Information supplied >>
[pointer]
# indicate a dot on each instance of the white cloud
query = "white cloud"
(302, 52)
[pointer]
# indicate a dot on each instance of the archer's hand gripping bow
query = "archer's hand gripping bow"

Task to complete >> Each entry is to be returned in full, character for character.

Response to this task >>
[pointer]
# indicate a dot on each instance of the white cloud
query = "white cloud"
(302, 52)
[pointer]
# indicate a dot on each instance of the archer's hand gripping bow
query = "archer's hand gripping bow"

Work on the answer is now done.